» **Written request**
Reproduce the lines of the records below from the line containing "Consider the photo above. For every instance of the asphalt" through the end of the records, both ends included, keeping every request line unchanged. Shift each coordinate value in the answers by -79.

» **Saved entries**
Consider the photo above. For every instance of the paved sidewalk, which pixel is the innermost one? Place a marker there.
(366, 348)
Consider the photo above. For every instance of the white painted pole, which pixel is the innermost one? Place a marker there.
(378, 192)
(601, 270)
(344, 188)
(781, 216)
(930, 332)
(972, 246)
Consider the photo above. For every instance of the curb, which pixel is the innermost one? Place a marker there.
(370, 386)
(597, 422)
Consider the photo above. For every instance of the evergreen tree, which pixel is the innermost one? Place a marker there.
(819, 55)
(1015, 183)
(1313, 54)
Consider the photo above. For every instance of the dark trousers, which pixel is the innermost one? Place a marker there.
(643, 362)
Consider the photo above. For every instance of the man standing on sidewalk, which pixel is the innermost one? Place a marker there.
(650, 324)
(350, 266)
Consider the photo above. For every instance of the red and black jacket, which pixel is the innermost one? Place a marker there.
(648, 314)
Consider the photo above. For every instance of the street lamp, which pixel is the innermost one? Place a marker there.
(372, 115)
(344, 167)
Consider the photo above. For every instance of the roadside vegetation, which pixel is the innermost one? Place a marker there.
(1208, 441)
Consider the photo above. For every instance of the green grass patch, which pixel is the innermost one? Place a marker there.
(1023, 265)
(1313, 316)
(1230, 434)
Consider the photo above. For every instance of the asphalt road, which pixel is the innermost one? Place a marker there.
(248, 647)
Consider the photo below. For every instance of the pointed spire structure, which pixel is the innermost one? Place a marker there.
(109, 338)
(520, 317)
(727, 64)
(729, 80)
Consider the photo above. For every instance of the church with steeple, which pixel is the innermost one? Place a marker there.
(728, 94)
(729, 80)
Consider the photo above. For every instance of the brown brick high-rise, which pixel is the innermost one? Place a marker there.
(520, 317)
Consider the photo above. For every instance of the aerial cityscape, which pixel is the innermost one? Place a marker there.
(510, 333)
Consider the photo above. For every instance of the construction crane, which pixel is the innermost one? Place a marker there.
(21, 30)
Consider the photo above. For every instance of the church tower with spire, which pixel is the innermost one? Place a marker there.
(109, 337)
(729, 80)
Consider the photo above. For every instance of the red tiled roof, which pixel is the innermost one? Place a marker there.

» **Result below**
Consider the photo above. For every instance of the asphalt road, which pixel is the innermost one? Place a marker there.
(169, 568)
Consider the photo below. For every instance of the pointed spire structure, which pixel is the innermost one? Place a marker there.
(30, 259)
(441, 238)
(648, -15)
(650, 1)
Consider the photo above. For every instance of the church with steeple, which pixel is the innermost one? Place a marker there.
(649, 15)
(650, 1)
Consider the photo above. For every instance of the brown brick high-rise, which pixel is the innermost one? Place a marker there.
(441, 238)
Consider the photo above. For every instance of the aerial cityscape, which pixel is the innermost one? Place a marker there.
(431, 254)
Consider the photo above. For every instance of the construction crane, which pixel is the innermost one? Place a marker there.
(-58, -49)
Consider the photo above. For every instance of the church tower with spire, which pixel is the innermost one? Place a marker there.
(30, 258)
(650, 1)
Consider the photo above. For every instance of the red tiled roof, which pixel is the innermost one? Place a marker there.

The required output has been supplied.